- _SOURCE TEXT_
Second, just as in software development, test-driven modeling helps the modeler avoid decorating a model with details that are not essential to improving overall performance. This helps to avoid modeling quagmires in which a modeler attempts to encode everything known about a process in maximum detail. The existence of a set of tests, and the iterative development process that EMMAA enables (serving here as a tool for continuous integration of models), dramatically improves the efficiency of building high quality, reusable models.

Third, test-driven modeling helps build insight into how a model works, as well as highlighting serendipitous and potentially unexpected implications of particular mechanisms. During the test-driven development of the Ras Model, there were several instances where adding a small extension to the model to address an issue that appeared to be local to the two proteins resulted in several additional tests passing, that involved long-range causal influences. For example, fixing a reaction involving MTOR and PPP2CA resulted in three tests passing, each highlighting the negative feedback from MTOR back to upstream IGF1R signaling via IRS-1.


The screenshot of the EMMAA dashboard test results page for the curated Ras Model, shown below, highlights the iterative process of test-driven model refinement and expansion.

- _TASK REQUIREMENTS_
A – According to the passage on test-driven modeling, how many tests passed after the reaction involving MTOR and PPP2CA was fixed?
B – Please pick up the passage on test-driven modeling after its last sentence and continue it.
The data are not needed for this work.

- _SUPPLIED ENTRIES_
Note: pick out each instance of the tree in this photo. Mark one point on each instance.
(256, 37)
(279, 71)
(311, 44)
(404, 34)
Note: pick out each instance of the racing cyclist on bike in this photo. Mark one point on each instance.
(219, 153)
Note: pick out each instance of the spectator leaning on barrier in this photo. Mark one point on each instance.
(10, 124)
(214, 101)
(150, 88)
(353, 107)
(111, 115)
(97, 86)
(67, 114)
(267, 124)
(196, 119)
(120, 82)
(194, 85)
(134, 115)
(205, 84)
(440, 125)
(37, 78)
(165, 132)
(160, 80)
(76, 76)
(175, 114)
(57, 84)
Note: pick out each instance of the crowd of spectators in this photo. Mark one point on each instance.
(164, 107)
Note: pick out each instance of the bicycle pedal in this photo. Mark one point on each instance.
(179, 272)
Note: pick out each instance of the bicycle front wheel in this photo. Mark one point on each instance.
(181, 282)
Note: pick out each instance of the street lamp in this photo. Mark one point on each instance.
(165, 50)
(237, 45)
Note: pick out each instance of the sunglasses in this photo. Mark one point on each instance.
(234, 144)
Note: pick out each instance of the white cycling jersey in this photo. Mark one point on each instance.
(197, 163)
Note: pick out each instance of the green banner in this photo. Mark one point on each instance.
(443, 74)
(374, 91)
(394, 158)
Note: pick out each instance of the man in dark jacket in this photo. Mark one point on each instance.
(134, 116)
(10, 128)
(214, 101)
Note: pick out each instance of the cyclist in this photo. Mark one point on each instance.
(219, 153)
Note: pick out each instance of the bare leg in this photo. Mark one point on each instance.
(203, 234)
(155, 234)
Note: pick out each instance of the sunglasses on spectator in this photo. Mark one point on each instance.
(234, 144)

- _OUTPUTS IN ORDER_
A – Three tests passed.

B –
The bottom plot shows the total number of applied tests over time, along with the number of passing tests; the top plot tracks changes in the percentage of passing tests. The initial process of model refinement is shown by (1), in which the initial model was subject to testing and then progressively refined over time. During this process the pass ratio grew from roughly 20% to 67%. At this point, the model was expanded to include the well studied signaling proteins EGF and EGFR. This nearly doubled the number of applied tests (2, bottom plot), but since relatively few of these new tests passed, the pass ratio dropped to ~35%. Importantly, these new tests were applied automatically by EMMAA as a consequence of the expansion in model scope. Inspection of the model highlighted the fact that EGFR was disconnected from many of its downstream effectors; addition of only a single statement (connecting EGFR to SOS1, which was already in the model for its role downstream of IGF1R) led to a large number of the new tests passing, boosting the pass ratio back to over 50% (3, both plots).

Exploiting the bidirectional relationship between models and tests

During the development of EMMAA we have come to appreciate the benefits of treating the information flow between models and tests as symmetric and bidirectional.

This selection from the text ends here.